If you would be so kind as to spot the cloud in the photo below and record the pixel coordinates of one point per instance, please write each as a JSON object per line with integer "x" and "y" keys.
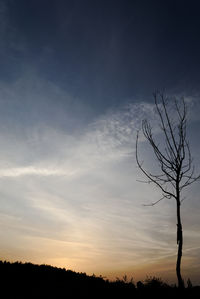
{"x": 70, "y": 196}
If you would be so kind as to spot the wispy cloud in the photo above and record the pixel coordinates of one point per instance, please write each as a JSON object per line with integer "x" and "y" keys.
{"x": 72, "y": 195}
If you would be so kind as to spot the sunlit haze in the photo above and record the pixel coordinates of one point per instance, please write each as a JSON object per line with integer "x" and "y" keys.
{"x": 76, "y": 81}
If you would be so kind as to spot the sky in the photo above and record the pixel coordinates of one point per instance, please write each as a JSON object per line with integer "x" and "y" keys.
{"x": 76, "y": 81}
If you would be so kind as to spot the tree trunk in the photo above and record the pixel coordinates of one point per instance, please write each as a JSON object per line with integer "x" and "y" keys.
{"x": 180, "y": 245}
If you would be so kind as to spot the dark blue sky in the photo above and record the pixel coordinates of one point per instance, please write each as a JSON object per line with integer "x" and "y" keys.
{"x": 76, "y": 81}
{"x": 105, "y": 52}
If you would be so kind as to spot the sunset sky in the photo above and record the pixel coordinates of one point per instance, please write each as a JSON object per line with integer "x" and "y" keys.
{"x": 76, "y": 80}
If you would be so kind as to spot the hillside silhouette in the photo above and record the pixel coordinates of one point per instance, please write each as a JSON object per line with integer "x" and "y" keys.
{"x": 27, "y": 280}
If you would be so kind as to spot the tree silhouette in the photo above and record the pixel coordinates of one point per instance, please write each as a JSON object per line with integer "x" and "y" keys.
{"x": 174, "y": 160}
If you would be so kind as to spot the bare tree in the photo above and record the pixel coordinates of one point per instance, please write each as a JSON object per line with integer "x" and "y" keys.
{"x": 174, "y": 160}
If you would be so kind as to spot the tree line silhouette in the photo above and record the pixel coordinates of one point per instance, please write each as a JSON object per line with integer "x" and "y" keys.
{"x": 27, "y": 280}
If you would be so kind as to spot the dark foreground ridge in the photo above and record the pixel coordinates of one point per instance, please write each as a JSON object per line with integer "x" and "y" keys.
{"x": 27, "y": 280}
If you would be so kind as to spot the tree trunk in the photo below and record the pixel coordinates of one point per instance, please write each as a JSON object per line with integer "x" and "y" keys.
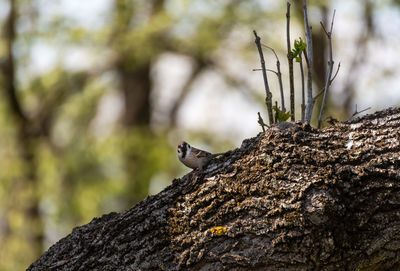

# Brief
The records above are to be reproduced exactly; the pictures are to be left out.

# Result of this exercise
If you would be so kind as to spot the cloud in the photo below and record the pixel coordinates of one point per instance, please write each as a JSON object per line with integer "x" and "y" keys.
{"x": 70, "y": 196}
If you would be so kind as to spot the wispy cloud in the photo above and record the pixel coordinates of one point per instance, please write each as a JSON object per line with integer "x" and "y" keys.
{"x": 72, "y": 195}
If you would be so kind as to spot the sunlit haze in the photo above and record the pixel coordinates of one point per instance, please write each as a JSON object per line with integer "x" and "y" keys.
{"x": 76, "y": 81}
If you would be so kind as to spot the sky in the photo above and record the pixel coordinates of one point per instance, please write each as a JSON object per line with integer "x" and "y" keys.
{"x": 76, "y": 81}
If you would be so kind as to spot the tree trunk in the photo above and record the pixel coordinates of one point per instance, please write each as a JSON object per line with integer "x" and "y" keys.
{"x": 180, "y": 245}
If you would be so kind as to spot the dark blue sky in the photo above and record the pixel coordinates of one point per instance, please write each as a JSON object per line with integer "x" and "y" keys.
{"x": 76, "y": 81}
{"x": 105, "y": 52}
If you would be so kind as to spot the sunset sky in the photo above and record the pixel coordinates of one point per instance, please write each as a JSON object per line with integer "x" and "y" keys.
{"x": 76, "y": 80}
If you would be so kind as to spot the hillside silhouette in the photo above and record the pixel coordinates of one point per instance, please write each as a JSON object per line with integer "x" and "y" keys.
{"x": 27, "y": 280}
If you would be so kind as to spot the tree silhouette in the photo above and record the pixel coordinates of one point per instance, please write each as a JSON object per line with integer "x" and "y" keys.
{"x": 174, "y": 160}
If you would be so kind as to spot the bare tree in the photo above and record the pixel coordinates of one point per instance, please write each as a JSON object per line with integer "x" and "y" keys.
{"x": 174, "y": 160}
If you would be so kind as to spot the tree line silhouette in the photo above and record the pixel coordinates of one point per instance, please write each as a JSON object per line with integer "x" and "y" keys.
{"x": 27, "y": 280}
If you would be so kind as to spot the dark foreground ridge in the photo above and record the pixel coordinates of one point per instance, please write each as a JSON object per line with integer "x" and "y" keys.
{"x": 27, "y": 280}
If you would be so kind as to spot the tree trunk in the photo below and record the pixel coordinates of one point per instance, please write each as a JSON object per line with integer "x" and "y" keys.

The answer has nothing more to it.